+++ PASSAGE TO READ +++

In English, roughly speaking: No legal personality is actually granted to the foetus by deployment of the nasciturus fiction; it remains without legal subjectivity, and does not have a right (to life, for instance) that can be enforced on its behalf. The benefits accruing to it through the fiction are held 'in suspense' until it is born, at which point the fiction is no longer, so to speak, fictional.

====== Succession ======
The nasciturus fiction derives its importance in South African law primarily from its operation in the law of succession.
This subjects has to do with the inheritance of the heirs/beneficiaries that the deceased left behind.

====== Intestate succession ======
Intestate succession covers those rules which apply if a deceased person failed to leave behind a legally valid will to determine who would inherit his assets, in which case prospective heirs may only inherit if alive at the time of delatio, when the estate falls open. Were this rule left to stand on its own, and strictly applied, a conceived but unborn child would be unqualified for intestate inheritance. The nasciturus fiction, however, typically operates in just such cases. If, at the time of delatio, the nasciturus has already been conceived, the fiction is applied to keep its interests in abeyance, and the division of the estate is postponed until such time as the nasciturus is born in the legal-technical sense. If the child is eventually born alive, he will share in the estate as if he had already been born at the time of the testator's death. Delatio must, however, occur after the moment of conception.

====== Testate succession ======
Testate succession covers those rules which apply if the deceased left behind a legally valid will to determine who would inherit his assets. The nasciturus fiction was expressly included for the purposes of testate succession, and thus became part of statutory law, in the Wills Act:

any benefit allocated to the children of a person, or to the members of a class of persons mentioned in the will shall vest in the children of that person or those members of the class of persons who are alive at the time of the devolution of the benefit, or who have already been conceived at that time and who are later born alive.

In other words, all persons are eligible for inheritance in terms of a will who are alive at the time of the devolution of its benefits, or who had been conceived before that time and were later born alive. The testator in this scenario dies prior to the birth of the heir, but after the heir's conception. The Act introduced a rebuttable presumption that the testator wished to benefit not only those children or members of a class of persons who are alive at the time of his death, but also those who have already been conceived and will later be born alive. In Ex Parte Boedel Steenkamp, an important case decided prior to the addition of section 2D(1)(c) to the Wills Act, and often seen as a precursor to the Law of Succession Amendment Act, the court made clear its unwillingness to act to the prejudice of the nasciturus fiction. If the testator desired to preclude its use in the division of his estate, he had to express this intention very clearly.

====== Wrongful life actions ======
The role of the nasciturus fiction in wrongful life actions may best be understood with reference to the cases of Stewart v Botha and Friedman v Glicksman.

====== Other methods of preserving the interests of the unborn child ======
Among the other common-law methods available in South Africa for the preservation of the interests of unborn children is their nomination in wills and trust deeds.

Statutory measures for the protection of unborn children may be found in the following legislation:

- Immovable Property (Removal or Modification of Restrictions) Act.
- General Law Amendment Act.
- Administration of Estates Act.

+++

● ACTIVITY
Carry on the text about the nasciturus fiction in South African law from the point where it stops. The material that comes next has no connection to the text on the nasciturus fiction.

+++ MATERIAL SUPPLIED +++

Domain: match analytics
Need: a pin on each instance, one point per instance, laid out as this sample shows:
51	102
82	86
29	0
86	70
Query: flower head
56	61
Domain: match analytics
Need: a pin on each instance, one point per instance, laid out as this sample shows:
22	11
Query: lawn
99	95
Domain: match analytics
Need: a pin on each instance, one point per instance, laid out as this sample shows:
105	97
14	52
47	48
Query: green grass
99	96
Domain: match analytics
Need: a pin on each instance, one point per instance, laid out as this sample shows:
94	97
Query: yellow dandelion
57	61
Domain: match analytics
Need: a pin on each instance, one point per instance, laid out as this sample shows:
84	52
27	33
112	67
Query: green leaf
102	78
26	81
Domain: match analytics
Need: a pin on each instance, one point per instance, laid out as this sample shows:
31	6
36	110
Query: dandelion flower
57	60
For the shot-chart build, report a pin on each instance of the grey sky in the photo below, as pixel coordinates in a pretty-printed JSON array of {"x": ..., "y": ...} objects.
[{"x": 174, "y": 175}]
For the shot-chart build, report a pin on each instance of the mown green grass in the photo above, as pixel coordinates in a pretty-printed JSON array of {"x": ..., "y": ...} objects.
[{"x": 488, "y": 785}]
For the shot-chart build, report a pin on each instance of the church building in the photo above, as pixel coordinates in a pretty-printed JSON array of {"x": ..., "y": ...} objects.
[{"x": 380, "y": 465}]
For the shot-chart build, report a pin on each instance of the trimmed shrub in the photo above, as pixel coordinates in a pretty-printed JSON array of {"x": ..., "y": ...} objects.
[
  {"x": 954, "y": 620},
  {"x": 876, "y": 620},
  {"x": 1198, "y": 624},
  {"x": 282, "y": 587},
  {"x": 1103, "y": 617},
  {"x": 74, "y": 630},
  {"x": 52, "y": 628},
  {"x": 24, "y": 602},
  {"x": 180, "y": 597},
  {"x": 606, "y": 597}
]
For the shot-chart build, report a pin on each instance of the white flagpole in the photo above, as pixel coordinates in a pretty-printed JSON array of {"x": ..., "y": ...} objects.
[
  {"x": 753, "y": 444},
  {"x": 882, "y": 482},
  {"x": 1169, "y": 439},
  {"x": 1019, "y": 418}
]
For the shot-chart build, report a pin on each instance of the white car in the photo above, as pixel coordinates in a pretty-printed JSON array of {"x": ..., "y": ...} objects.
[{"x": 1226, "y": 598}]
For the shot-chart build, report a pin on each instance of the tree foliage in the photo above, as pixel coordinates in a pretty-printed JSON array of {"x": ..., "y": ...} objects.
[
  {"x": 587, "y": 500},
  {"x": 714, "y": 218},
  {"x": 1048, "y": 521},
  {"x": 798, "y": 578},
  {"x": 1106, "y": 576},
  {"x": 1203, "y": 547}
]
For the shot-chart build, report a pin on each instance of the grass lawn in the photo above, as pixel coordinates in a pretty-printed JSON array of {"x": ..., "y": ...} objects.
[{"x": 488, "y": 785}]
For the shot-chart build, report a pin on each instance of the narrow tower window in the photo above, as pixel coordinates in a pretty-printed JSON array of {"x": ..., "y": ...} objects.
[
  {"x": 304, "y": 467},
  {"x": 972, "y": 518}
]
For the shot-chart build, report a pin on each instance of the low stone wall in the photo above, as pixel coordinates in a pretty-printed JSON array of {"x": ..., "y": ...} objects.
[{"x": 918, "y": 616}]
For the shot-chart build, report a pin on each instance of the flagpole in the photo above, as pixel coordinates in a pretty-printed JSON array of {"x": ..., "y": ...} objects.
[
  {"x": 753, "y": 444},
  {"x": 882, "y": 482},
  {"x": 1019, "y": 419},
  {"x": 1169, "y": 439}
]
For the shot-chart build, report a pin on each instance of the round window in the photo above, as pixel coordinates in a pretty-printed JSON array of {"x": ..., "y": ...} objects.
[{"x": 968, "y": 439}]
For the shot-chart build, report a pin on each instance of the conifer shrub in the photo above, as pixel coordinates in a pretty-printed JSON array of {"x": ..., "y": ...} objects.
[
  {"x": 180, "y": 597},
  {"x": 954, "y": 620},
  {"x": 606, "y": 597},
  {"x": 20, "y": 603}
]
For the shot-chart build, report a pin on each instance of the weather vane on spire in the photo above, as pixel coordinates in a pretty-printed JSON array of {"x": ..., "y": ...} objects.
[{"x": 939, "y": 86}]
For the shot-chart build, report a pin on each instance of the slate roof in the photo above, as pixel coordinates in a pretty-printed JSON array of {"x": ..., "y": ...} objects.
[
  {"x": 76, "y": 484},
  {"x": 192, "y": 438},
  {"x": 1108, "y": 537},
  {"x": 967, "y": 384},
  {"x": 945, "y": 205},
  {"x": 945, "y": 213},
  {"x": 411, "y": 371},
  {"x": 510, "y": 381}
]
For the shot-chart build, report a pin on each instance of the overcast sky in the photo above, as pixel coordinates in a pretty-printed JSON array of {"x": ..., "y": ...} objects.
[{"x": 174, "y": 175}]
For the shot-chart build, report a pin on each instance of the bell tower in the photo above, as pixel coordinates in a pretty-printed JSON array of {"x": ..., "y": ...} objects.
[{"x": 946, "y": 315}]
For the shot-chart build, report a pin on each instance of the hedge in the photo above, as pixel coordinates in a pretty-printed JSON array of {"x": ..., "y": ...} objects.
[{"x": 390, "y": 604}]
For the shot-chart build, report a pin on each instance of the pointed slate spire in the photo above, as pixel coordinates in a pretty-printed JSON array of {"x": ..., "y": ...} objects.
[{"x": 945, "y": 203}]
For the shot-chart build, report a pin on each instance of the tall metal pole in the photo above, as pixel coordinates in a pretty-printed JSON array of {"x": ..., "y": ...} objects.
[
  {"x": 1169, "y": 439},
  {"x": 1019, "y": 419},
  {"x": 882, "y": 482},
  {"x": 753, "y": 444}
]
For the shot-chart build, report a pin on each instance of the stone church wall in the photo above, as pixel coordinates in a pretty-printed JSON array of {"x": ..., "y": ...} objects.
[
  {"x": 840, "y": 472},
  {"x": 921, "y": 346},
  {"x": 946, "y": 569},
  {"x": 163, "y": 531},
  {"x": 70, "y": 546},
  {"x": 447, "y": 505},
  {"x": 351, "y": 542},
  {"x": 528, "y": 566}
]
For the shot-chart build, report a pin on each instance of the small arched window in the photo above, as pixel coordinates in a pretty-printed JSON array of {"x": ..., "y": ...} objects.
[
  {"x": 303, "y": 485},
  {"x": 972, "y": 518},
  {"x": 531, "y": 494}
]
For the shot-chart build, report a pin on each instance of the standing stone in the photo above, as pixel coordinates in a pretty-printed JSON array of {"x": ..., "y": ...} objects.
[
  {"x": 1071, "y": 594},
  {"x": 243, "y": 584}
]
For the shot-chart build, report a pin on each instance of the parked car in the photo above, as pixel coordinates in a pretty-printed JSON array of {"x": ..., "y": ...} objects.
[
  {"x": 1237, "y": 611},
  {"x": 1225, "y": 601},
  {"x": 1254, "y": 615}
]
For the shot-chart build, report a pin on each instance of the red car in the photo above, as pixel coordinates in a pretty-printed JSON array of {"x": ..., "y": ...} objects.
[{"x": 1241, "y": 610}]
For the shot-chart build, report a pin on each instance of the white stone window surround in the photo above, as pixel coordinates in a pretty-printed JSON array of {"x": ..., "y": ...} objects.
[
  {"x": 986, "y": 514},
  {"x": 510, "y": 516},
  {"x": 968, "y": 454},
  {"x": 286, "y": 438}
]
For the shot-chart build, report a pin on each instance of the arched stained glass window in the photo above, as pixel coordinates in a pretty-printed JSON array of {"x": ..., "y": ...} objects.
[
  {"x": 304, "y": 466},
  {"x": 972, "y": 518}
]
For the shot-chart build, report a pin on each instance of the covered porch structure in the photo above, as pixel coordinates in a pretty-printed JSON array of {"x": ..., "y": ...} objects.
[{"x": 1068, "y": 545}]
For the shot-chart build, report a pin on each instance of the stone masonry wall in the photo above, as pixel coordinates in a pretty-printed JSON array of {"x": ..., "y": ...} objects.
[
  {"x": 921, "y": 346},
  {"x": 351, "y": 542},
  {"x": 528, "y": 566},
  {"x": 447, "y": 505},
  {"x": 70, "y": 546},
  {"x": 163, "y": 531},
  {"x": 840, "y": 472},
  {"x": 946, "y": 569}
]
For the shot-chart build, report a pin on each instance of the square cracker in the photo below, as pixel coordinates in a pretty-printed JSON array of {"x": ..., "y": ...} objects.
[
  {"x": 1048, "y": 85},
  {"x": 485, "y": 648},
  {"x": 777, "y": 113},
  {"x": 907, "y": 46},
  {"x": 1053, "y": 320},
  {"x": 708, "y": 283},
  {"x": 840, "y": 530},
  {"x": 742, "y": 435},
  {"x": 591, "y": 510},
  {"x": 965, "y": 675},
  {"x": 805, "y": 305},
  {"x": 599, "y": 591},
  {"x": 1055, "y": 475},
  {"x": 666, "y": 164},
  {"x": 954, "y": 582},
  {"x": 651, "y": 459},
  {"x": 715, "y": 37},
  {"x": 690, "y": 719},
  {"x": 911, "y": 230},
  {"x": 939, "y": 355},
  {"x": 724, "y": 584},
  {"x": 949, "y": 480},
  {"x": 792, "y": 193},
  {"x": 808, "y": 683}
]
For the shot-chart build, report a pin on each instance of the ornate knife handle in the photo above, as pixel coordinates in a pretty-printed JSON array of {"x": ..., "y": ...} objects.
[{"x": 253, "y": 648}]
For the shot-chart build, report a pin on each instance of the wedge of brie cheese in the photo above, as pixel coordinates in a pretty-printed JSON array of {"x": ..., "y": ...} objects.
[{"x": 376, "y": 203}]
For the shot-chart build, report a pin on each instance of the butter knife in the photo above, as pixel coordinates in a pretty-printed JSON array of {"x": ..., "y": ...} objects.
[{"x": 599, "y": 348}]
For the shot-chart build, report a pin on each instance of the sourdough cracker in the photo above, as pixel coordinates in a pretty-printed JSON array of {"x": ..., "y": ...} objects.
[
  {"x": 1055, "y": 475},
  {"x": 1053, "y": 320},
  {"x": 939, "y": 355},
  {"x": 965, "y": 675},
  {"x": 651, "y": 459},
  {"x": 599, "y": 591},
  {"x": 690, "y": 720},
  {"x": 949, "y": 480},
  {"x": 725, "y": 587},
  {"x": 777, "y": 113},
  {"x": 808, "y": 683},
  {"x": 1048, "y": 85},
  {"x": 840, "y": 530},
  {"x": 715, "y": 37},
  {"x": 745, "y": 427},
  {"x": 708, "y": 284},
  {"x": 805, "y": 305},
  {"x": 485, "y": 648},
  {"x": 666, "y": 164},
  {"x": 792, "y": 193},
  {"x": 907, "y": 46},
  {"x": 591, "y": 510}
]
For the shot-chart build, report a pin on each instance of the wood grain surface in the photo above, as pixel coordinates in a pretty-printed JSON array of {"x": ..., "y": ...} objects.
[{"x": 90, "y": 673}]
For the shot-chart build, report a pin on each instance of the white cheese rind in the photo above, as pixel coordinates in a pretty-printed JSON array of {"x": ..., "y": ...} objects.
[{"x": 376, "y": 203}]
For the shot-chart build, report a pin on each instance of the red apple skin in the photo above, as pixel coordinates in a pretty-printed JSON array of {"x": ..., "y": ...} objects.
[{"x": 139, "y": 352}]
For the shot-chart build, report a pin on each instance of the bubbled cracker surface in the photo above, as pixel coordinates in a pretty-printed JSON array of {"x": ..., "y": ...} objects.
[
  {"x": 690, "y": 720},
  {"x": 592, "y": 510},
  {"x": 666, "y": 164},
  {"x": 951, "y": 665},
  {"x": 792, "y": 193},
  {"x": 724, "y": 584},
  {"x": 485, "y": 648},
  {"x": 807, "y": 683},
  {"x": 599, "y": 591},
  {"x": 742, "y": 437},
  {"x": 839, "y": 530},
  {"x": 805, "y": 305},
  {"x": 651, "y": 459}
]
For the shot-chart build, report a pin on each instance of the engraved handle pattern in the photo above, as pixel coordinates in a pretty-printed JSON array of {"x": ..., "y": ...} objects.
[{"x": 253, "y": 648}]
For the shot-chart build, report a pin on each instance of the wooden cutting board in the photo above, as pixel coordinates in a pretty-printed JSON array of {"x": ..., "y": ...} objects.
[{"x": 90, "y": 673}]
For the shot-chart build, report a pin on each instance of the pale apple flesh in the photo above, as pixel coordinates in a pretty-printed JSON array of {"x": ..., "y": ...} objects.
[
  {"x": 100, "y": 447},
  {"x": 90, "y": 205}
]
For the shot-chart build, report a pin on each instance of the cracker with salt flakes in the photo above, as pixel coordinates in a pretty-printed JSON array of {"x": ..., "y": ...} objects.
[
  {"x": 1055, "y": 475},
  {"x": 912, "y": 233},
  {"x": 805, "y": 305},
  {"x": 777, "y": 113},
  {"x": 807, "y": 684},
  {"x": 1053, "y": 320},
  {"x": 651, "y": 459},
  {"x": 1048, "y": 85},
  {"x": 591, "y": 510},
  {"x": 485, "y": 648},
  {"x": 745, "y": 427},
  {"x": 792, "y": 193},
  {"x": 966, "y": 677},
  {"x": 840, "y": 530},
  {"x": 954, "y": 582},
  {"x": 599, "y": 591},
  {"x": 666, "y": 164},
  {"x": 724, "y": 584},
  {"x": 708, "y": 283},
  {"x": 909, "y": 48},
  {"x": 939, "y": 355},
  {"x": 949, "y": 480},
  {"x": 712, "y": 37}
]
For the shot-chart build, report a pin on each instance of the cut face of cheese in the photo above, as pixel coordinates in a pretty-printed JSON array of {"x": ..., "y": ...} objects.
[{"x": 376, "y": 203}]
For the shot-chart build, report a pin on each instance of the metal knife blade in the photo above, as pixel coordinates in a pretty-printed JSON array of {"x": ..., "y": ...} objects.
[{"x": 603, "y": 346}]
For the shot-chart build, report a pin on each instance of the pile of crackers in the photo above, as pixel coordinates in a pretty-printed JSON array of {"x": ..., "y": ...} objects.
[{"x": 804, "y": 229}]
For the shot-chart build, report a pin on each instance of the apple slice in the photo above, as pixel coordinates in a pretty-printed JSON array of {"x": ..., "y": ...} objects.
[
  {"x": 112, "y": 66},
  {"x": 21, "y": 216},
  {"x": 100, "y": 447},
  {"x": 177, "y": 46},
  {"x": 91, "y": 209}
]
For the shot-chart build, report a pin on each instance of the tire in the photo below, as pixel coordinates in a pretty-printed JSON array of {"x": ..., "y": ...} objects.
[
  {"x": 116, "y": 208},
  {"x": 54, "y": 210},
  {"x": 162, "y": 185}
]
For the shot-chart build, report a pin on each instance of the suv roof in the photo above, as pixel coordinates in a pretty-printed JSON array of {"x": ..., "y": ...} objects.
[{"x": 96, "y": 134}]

+++

● RESULT OF THIS EXERCISE
===== Abortion =====
Abortion, legal in South Africa, is regulated by the Choice on Termination of Pregnancy Act.

====== Choice on Termination of Pregnancy Act ======
Established in 1996 to repeal the Abortion and Sterilisation Act (to the extent that the latter was applicable to abortion), the Choice on Termination of Pregnancy Act stressed that 'termination of pregnancy is not a form of contraception or population control,’ and divided pregnancy into three trimesters.

1. During the first twelve weeks of gestation, an abortion may be provided 'on demand'—that is, at the request of the pregnant woman—and may be carried out by a medical practitioner, a registered midwife or a registered nurse with the needful training.
2. From the thirteenth week to the twentieth, a pregnancy may be terminated only under four conditions. After consultation with the pregnant woman, a medical practitioner must be of the view that
  1. continuation of the pregnancy would risk injury to the woman's mental or physical health; or
  2. the risk is substantial that the child would suffer a severe physical or mental abnormality; or
  3. the pregnancy resulted from rape or incest; or
  4. continuation of the pregnancy would significantly affect the social or economic circumstances of the woman.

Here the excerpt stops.